• **Work required**
Count the lines in the rows below that contain the word "chip", and give only that number.

(Entries for bounding box labeling)
┏━━
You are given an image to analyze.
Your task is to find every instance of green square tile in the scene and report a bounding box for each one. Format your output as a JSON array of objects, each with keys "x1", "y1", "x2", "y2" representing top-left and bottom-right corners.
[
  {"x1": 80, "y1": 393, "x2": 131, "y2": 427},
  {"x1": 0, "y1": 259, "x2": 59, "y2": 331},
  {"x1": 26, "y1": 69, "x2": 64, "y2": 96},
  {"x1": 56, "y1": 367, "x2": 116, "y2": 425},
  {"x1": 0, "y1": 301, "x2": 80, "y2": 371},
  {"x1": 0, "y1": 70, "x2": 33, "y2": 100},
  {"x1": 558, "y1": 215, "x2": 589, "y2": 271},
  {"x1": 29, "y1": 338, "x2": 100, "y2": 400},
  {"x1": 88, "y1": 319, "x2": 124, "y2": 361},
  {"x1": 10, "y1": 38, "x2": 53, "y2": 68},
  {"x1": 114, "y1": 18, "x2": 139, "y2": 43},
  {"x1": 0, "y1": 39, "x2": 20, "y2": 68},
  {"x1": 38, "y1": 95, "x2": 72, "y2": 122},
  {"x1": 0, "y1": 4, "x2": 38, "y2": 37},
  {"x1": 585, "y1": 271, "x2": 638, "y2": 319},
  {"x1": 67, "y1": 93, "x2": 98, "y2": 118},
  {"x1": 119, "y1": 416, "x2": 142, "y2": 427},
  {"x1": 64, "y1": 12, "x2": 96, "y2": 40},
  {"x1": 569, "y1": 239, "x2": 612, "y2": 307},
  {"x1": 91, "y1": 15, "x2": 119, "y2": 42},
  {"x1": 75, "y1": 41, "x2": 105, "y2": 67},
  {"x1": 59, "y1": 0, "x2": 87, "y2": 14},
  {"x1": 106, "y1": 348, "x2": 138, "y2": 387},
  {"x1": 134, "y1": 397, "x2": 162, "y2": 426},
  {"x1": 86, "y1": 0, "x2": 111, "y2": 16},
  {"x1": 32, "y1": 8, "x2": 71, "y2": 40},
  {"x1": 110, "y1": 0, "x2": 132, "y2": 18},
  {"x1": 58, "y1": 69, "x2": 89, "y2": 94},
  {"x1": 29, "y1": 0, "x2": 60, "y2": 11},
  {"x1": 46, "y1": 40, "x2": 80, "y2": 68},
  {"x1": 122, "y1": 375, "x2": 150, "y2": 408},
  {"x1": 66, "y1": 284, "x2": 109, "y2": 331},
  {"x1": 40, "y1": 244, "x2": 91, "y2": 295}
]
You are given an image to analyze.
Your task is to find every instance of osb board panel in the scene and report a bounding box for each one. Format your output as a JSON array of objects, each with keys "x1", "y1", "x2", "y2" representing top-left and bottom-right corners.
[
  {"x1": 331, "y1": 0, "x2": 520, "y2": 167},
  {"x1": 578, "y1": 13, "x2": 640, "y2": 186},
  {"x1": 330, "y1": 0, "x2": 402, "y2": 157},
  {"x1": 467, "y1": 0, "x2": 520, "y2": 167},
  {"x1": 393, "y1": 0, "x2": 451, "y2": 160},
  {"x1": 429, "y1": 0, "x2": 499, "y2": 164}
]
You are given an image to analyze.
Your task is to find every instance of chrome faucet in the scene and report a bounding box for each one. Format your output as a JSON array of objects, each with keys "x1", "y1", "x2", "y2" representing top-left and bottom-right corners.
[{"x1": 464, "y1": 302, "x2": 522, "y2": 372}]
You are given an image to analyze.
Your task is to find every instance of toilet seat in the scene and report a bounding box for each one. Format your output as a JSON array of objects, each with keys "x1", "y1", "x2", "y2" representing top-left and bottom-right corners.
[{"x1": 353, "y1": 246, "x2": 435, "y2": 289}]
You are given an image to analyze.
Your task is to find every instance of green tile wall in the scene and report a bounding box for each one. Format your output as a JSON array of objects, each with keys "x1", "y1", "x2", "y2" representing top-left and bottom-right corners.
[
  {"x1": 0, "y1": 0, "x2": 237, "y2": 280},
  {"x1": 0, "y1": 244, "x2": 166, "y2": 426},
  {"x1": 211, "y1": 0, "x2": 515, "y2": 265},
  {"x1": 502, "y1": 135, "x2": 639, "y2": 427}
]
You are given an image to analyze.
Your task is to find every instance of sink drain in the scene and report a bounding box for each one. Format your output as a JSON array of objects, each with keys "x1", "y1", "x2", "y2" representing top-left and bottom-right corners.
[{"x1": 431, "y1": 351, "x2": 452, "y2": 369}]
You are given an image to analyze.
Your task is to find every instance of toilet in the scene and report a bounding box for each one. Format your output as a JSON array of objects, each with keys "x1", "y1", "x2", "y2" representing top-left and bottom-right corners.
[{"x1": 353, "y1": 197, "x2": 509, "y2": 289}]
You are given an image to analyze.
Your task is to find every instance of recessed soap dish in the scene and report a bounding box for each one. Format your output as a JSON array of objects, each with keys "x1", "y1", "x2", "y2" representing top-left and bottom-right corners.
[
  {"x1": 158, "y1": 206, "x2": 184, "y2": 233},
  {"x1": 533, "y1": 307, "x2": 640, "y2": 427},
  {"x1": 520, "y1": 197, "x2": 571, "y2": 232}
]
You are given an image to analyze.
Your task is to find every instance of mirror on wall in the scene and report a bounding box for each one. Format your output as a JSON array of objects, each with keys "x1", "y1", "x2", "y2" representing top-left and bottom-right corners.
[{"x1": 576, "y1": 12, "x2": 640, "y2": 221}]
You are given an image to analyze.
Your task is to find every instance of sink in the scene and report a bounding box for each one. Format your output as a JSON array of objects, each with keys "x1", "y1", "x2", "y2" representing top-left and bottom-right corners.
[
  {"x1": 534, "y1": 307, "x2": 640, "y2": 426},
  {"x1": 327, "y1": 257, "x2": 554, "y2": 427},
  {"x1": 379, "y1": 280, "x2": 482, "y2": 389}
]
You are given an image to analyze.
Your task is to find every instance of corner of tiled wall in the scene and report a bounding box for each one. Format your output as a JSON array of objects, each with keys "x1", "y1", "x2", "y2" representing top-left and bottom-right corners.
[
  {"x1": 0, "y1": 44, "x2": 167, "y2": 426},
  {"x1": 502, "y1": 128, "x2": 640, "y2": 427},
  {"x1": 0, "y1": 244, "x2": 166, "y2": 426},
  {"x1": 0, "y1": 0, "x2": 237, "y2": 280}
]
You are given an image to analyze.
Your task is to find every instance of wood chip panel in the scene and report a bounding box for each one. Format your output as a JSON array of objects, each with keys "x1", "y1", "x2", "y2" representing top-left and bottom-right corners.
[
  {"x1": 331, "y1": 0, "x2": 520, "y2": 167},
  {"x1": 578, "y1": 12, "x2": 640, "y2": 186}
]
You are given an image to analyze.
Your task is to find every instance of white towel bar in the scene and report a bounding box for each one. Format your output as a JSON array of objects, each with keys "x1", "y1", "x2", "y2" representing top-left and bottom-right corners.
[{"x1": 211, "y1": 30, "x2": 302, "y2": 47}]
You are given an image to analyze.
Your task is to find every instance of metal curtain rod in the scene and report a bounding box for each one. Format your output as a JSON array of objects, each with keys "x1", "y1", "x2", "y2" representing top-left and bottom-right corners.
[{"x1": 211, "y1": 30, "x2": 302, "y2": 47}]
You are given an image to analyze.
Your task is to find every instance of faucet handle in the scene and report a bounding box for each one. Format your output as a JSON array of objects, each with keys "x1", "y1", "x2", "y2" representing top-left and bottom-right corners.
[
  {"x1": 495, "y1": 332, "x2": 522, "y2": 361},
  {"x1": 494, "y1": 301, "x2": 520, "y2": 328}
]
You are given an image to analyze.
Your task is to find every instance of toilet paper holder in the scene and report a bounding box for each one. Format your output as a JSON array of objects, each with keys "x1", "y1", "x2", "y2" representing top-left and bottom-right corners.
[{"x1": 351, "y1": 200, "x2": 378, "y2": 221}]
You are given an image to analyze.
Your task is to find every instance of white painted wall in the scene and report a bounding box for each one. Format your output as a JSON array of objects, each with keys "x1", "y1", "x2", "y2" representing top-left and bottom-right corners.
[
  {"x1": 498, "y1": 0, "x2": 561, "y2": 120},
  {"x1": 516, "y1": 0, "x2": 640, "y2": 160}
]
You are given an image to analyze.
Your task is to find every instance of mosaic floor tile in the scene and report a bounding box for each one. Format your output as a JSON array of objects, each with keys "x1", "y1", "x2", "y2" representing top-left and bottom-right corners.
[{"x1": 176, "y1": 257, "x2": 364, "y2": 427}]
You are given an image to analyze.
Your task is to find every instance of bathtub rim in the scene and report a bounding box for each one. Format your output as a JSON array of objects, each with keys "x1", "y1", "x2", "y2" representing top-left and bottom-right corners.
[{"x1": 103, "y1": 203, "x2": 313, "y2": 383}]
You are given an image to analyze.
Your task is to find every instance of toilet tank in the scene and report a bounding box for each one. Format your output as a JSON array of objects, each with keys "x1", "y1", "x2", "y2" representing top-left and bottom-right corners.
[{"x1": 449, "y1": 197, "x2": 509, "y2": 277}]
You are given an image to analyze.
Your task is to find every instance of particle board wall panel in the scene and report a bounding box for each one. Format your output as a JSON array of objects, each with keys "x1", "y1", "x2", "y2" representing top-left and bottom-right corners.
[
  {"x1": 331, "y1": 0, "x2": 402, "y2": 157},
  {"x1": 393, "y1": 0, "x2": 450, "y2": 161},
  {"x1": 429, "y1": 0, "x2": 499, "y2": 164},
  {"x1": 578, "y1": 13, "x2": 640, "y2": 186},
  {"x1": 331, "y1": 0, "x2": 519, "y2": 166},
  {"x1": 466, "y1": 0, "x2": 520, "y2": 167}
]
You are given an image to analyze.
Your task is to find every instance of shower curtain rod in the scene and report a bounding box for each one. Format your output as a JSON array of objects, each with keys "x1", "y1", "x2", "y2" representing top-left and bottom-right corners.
┗━━
• **Exercise response**
1